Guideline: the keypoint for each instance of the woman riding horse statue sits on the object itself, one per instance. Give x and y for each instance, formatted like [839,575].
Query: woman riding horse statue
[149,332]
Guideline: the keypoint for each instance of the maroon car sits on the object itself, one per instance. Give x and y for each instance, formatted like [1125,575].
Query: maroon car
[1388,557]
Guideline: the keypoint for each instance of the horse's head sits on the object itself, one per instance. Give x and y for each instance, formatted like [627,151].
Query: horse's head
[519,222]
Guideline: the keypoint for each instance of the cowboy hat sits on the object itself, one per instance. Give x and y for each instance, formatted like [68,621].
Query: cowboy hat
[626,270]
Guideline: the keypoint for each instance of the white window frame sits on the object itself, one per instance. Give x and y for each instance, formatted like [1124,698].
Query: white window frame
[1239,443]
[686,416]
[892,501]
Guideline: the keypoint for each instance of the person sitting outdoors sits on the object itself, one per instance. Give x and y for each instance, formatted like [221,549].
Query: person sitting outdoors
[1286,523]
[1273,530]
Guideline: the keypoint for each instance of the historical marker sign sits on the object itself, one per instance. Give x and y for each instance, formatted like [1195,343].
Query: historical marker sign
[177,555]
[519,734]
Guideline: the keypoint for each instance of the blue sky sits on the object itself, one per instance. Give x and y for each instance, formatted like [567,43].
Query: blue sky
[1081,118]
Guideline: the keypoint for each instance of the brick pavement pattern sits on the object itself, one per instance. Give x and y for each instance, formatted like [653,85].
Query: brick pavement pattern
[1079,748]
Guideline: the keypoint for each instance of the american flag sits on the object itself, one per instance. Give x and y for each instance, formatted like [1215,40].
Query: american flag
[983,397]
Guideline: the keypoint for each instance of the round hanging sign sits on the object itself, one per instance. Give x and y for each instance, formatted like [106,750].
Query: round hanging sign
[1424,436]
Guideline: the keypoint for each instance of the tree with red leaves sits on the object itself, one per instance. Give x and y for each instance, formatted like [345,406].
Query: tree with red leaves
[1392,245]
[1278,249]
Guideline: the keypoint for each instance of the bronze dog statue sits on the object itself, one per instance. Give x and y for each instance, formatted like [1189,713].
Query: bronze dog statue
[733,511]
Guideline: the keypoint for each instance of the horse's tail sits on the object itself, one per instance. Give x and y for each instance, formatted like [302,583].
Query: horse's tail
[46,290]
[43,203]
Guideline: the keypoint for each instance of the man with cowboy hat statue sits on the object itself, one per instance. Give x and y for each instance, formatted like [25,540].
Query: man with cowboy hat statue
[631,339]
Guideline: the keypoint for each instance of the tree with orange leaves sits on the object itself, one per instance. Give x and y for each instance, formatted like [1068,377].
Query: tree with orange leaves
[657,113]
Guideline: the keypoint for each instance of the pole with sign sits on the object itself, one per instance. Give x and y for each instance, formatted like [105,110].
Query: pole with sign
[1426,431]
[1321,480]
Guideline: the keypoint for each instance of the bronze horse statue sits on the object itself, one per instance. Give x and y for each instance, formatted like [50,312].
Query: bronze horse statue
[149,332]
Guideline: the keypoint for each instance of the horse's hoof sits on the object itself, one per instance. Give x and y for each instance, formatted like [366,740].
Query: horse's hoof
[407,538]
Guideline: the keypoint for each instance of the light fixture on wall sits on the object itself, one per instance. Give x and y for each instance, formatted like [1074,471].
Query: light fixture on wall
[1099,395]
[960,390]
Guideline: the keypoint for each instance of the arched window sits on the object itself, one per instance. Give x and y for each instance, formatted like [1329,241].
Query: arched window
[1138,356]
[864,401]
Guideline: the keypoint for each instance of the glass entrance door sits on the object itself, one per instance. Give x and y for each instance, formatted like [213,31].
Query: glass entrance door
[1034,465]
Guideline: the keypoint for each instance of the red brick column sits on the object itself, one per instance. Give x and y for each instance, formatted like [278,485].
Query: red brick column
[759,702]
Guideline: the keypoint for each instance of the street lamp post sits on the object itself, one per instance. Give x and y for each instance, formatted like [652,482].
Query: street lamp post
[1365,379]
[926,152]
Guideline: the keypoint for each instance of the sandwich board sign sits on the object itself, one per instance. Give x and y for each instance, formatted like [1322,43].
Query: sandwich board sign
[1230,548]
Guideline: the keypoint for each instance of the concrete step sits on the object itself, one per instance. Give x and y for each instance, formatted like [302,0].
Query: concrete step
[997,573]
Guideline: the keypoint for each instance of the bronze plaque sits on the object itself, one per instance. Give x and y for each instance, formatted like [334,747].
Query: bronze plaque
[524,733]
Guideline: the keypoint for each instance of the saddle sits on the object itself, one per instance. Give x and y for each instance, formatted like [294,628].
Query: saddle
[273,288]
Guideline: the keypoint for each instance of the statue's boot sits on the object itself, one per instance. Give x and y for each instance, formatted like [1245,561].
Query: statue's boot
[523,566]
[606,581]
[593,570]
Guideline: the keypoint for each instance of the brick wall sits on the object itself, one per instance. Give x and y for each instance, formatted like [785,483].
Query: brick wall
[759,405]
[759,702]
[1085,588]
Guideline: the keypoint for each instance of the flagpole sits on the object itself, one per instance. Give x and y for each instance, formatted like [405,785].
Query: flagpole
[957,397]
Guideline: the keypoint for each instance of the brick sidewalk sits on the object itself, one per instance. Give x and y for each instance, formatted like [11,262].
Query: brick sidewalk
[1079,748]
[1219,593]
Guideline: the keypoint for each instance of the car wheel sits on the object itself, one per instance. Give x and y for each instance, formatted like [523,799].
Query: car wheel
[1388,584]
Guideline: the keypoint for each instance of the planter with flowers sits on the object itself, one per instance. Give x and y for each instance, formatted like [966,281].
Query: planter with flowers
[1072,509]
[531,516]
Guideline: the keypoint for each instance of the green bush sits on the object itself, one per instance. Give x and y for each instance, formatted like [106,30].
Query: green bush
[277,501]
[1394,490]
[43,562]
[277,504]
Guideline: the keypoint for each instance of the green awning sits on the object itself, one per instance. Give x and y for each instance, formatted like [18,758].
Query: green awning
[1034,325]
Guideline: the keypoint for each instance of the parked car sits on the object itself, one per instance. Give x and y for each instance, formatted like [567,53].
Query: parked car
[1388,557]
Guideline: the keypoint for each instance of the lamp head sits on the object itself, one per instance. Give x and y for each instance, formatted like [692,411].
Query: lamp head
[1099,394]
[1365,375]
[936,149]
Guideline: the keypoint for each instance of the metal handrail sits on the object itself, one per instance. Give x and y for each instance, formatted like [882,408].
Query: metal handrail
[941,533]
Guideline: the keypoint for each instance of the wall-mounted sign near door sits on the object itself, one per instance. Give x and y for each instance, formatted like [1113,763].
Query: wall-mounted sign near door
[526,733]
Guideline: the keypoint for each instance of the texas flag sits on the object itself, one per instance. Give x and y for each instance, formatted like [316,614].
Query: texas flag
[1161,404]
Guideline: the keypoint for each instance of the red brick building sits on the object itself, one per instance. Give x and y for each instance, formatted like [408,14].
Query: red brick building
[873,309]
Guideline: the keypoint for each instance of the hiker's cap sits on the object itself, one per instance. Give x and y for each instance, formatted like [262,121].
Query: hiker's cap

* * * *

__Work instructions__
Set down nothing but the lines from the one with "Guideline: the keypoint for each instance of the texas" through the end of the records, keeping each line exactly as written and including both ends.

__Completed task__
Guideline: the keypoint for each instance of the texas flag sits on the object itself, one per instance. Give x and y for each instance, formatted like [316,614].
Query: texas flag
[1161,404]
Guideline: the keypoint for each instance of the red brick building sits on the object itself, one per instance. Give x and y for each instance, formatted like [408,14].
Query: red brick building
[873,309]
Guideline: the keypoint for each instance of the hiker's cap sits on the object itself, one per instance. Give x and y for each instance, formatted like [262,121].
Query: hiker's cap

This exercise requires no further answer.